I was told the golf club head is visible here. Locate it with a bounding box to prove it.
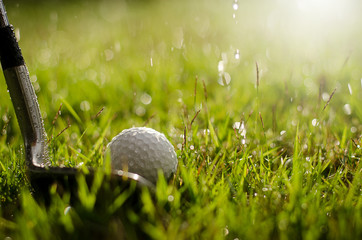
[0,0,154,201]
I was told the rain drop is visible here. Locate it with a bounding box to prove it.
[217,72,231,86]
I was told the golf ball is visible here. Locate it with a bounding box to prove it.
[108,127,177,183]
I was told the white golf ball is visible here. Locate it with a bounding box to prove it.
[108,127,177,183]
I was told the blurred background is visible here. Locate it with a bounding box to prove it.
[0,0,362,142]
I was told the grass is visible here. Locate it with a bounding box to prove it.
[0,1,362,239]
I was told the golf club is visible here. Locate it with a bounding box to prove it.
[0,0,154,202]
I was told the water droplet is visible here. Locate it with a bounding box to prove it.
[64,206,72,215]
[217,72,231,86]
[343,103,352,115]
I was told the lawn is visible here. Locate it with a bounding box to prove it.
[0,0,362,239]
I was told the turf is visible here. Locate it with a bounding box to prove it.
[0,0,362,239]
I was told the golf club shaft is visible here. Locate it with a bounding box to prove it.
[0,0,48,169]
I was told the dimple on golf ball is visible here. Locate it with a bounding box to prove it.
[108,127,177,183]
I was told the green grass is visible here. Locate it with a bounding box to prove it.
[0,0,362,239]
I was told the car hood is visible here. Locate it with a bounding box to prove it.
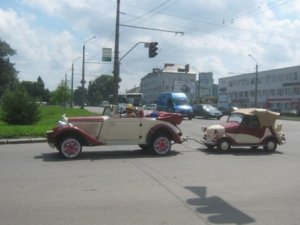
[207,122,239,133]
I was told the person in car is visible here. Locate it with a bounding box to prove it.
[122,104,137,118]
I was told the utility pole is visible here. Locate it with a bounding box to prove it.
[113,0,120,105]
[71,57,80,108]
[248,54,258,108]
[81,36,96,109]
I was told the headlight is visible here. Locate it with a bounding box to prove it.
[57,120,68,127]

- Set task -
Show each line of the records that contains the word "ball". Case counts.

- Solution to this task -
I was told the golf ball is visible here. Locate it with a bounding box to prove it.
I was told the white golf ball is visible here. Locate it with a bounding box to prove it.
I was told the dimple on golf ball is visible here. Locate it with a bounding box to prove it.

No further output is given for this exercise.